Exercise:
Output the entries verbatim, including every line.

Dataset records about object locations:

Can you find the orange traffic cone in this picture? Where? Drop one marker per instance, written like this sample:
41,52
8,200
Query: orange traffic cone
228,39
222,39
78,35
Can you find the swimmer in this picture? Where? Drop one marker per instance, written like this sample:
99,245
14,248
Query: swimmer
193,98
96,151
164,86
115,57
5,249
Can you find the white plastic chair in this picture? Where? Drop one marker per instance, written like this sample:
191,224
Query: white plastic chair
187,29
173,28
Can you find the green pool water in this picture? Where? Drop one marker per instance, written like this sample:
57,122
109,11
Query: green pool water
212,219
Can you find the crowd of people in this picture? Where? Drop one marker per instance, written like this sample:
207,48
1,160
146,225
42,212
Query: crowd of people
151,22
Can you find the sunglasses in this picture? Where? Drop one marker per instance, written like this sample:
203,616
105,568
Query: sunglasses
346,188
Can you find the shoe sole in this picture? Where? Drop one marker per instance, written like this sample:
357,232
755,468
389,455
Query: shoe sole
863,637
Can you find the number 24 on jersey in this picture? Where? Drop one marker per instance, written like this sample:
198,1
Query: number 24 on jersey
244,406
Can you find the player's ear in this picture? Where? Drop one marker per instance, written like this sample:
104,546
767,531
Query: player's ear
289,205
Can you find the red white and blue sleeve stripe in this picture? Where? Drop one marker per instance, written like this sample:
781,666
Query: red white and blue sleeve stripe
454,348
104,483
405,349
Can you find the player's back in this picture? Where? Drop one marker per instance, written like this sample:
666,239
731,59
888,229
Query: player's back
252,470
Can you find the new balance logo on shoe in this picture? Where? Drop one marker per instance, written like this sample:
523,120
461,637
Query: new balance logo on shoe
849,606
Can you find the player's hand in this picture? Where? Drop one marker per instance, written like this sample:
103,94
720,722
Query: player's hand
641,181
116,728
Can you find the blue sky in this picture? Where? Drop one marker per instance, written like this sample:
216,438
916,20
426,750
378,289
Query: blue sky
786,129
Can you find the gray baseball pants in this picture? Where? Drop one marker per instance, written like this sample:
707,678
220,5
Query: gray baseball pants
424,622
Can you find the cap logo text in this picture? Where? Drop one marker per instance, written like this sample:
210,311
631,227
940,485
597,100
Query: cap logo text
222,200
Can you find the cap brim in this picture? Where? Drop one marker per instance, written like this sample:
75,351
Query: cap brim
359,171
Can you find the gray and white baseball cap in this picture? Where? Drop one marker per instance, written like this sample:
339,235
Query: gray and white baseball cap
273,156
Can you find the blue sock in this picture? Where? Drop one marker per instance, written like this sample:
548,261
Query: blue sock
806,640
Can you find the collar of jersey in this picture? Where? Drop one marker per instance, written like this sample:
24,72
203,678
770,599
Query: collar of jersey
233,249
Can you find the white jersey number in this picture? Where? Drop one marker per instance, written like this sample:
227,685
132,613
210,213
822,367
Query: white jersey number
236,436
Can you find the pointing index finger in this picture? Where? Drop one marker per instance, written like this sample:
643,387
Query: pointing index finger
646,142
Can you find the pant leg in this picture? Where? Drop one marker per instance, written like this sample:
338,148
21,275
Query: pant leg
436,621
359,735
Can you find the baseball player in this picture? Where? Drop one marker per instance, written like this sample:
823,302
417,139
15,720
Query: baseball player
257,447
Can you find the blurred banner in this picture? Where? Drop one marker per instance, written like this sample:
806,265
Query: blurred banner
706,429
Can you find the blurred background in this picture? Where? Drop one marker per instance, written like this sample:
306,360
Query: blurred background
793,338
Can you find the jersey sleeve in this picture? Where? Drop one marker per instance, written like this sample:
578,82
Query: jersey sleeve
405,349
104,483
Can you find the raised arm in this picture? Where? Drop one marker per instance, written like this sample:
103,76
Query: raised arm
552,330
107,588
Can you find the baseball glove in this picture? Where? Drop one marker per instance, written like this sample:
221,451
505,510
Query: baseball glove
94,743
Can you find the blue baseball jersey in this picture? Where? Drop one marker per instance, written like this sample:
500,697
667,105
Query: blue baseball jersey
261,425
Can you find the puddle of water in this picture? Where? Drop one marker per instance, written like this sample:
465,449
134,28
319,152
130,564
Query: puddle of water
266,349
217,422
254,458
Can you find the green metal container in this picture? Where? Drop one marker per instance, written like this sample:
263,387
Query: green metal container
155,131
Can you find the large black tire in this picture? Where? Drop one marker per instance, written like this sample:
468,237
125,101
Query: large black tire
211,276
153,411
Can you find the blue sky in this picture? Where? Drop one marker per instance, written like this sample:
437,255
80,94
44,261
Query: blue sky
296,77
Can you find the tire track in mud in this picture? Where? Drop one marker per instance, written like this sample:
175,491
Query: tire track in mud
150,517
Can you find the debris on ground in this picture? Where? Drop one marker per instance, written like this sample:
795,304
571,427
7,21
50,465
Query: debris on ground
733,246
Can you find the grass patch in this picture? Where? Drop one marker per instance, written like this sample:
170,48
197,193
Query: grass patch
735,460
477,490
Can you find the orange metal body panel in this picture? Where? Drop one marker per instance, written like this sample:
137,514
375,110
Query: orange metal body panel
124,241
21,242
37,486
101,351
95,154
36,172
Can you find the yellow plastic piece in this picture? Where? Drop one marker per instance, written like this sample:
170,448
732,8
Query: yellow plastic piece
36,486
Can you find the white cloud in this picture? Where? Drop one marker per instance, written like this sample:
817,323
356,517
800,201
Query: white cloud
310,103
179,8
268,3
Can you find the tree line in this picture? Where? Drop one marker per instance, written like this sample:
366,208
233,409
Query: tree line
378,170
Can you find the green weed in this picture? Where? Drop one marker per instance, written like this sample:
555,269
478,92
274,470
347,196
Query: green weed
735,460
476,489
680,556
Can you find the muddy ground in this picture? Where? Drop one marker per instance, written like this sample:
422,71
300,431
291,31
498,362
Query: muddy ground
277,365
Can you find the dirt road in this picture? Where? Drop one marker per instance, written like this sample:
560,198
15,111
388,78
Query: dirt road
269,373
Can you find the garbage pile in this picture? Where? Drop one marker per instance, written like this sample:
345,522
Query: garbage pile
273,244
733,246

Finished exercise:
Can you find the orange traffic cone in this picture? Where? Drop one marker per instance, written like this sample:
41,52
8,200
Query: orange traffic cone
228,39
222,39
78,35
Can you find the swimmer in this picture? Where? Drop one marker per instance, written like this sample:
99,245
14,248
Query: swimmer
193,98
96,151
164,86
115,57
5,249
Can you find the white plastic chair in this picture? Where? Drop one marker per instance, written like this sample:
191,224
Query: white plastic chair
187,29
173,28
Can you find the green pool water in this picture? Where? Drop one marker per instance, written like this sample:
57,122
109,11
Query: green pool water
212,219
Can you find the crowd of people in this picture? Where? Drop one marker per instance, written like this sample:
207,48
1,160
146,225
42,212
Query: crowd of people
151,22
Can you find the sunglasses in this picture? Where? Drop one marker per instance, written like this sample:
203,616
105,568
Query: sunglasses
346,188
Can you find the shoe sole in this picture? Where? Drop one marker per instance, written like this sample:
357,232
755,468
389,455
Query: shoe sole
863,637
Can you find the number 24 on jersey in this picture? Where? Drop one marker per instance, written like this sample:
198,1
Query: number 24 on jersey
244,406
Can you find the player's ear in this picture? Where? Drop one marker per instance, written like this sample:
104,546
767,531
Query: player's ear
289,205
Can you find the red white and blue sleeve stripe in this picture? Where? Drop one marker per instance, written like this sample:
781,666
Query: red white and blue sleeve stripe
454,348
104,483
405,349
Can you find the player's back in this picture? Where? Drop one marker per instance, written like this sample:
666,239
731,59
888,229
Query: player's back
252,470
Can you find the new balance logo on shoe in this picture? Where? Drop one marker per instance, written like this sample:
523,120
461,637
Query: new balance logo on shoe
849,606
Can you find the player's hand in this picture? Where? Drop one marker per instance, written like this sample:
103,94
720,722
Query: player's hand
641,181
116,728
Can you find the blue sky in this picture? Where? Drop one marker per instance, written like this sample:
216,438
916,20
426,750
378,289
Query: blue sky
786,129
Can you find the gray baseball pants in this picture? Where? Drop one marker per instance, written like this sample:
707,678
220,5
Query: gray baseball pants
424,622
Can you find the cap logo text in this picture? Where? Drop one marker per instance, written like this sample:
210,311
631,227
940,485
597,100
Query: cap logo text
222,200
Can you find the cap brim in this picture? Where? Drop one marker per instance, written like this sample:
75,351
Query: cap brim
359,171
Can you find the gray and white baseball cap in this picture? Where? Drop one marker per instance, written like this sample:
339,235
Query: gray and white baseball cap
273,156
Can you find the blue sock in this picture? Where? Drop one marker per instance, written like this sample:
548,261
Query: blue sock
806,640
Can you find the collar of jersey in this picture? Where? Drop one marker per instance, written like this sample:
24,72
203,678
770,599
Query: collar of jersey
233,249
Can you find the white jersey number in this picture? Where? Drop one marker per instance, written like this sample:
227,685
132,613
210,213
822,367
Query: white jersey number
236,436
Can you find the pointing index finger in this picture? Where? Drop one marker per instance, written like this sample:
643,387
Query: pointing index finger
646,142
Can you find the pant leg in this picture? Where? Drop one marker per instance, written like this sample:
338,148
21,275
Query: pant leg
436,621
359,735
Can you find the baseball player in this picture? Where? Drop one marker per instance, written like this sample:
823,302
417,139
15,720
Query: baseball player
257,447
Can you find the blurred banner in this picture? Where? Drop one marker per instance, written like this sample:
806,265
Query: blurred banner
706,429
Can you find the blurred background in this picture? Where? Drop one marker per instance, written like this sample:
306,360
Query: blurred background
793,338
Can you find the jersey sleeve in this picture? Where? Drop one marker per instance, written like this sample:
578,82
Query: jersey sleeve
405,349
104,483
Can you find the raised arm in this picture? Where? Drop one marker per instance, written like this sample:
103,76
Query: raised arm
552,330
107,588
Can you find the baseball glove in this picture? Where? Drop one marker per instance, written like this sample:
221,451
505,510
Query: baseball glove
94,743
Can you find the blue baseball jersey in this picture? Where? Drop one marker per instance, written like this sample:
500,697
667,105
Query: blue baseball jersey
261,425
Can you find the puddle of water in this picture? Where? Drop one marker per instance, written like this sample:
465,449
134,28
319,152
130,564
Query: puddle of water
266,349
217,422
254,458
Can you find the green metal container in this picture? Where? Drop one marker per instance, written like this sample:
263,387
Query: green metal container
155,131
Can you find the large black tire in this picture? Where? Drop one marker per instance, written like this sample:
468,237
125,101
Query: large black tire
211,276
153,411
Can you find the blue sky in this picture? Where? Drop one marker per instance, written like this sample:
437,255
80,94
44,261
Query: blue sky
296,77
Can you find the tire track in mud in this picture? Where? Drop one marker per instance, written like this sample:
175,491
Query: tire track in mud
150,517
Can you find the debris on ground in this picture? Where? Drop one marker per instance, written like this sample:
795,304
571,427
7,21
50,465
Query: debris on ground
733,246
Can you find the grass patch in this picture? Where? Drop one marker per instance, written like this sample:
170,48
197,193
Query: grass patch
735,460
477,490
Can you find the orange metal body panel in this picture? Where? Drop one marker per instance, written like this sample:
137,514
375,110
Query: orange metal body panel
124,241
21,242
37,486
101,351
95,154
36,172
Can you find the yellow plastic piece in this picture? Where? Drop one marker per instance, written like this sample:
170,448
732,8
Query: yellow plastic piece
36,486
Can you find the white cloud in this picture? Where? Drop one marker per instance, written like this sample:
817,323
356,517
800,201
Query: white cloud
310,103
179,8
268,3
Can you find the tree line in this picture? Where? Drop one marker per instance, written like this sample:
366,208
233,409
Query: tree line
378,170
Can you find the green weed in this picture? Where? Drop one marker per instance, written like this sample:
555,269
478,92
274,470
347,196
Query: green weed
735,460
476,489
680,556
Can you find the muddy ground in this picture? Where? Drop one marker per instance, written like this sample:
422,71
300,431
291,31
498,362
Query: muddy ground
277,365
Can you find the dirt road in this picture? Where? Drop one marker per instance, written like this sample:
560,198
15,111
388,78
Query: dirt road
269,373
Can you find the garbage pile in this picture? Where? Drop one marker per instance, written like this sample:
345,522
Query: garbage pile
273,244
733,246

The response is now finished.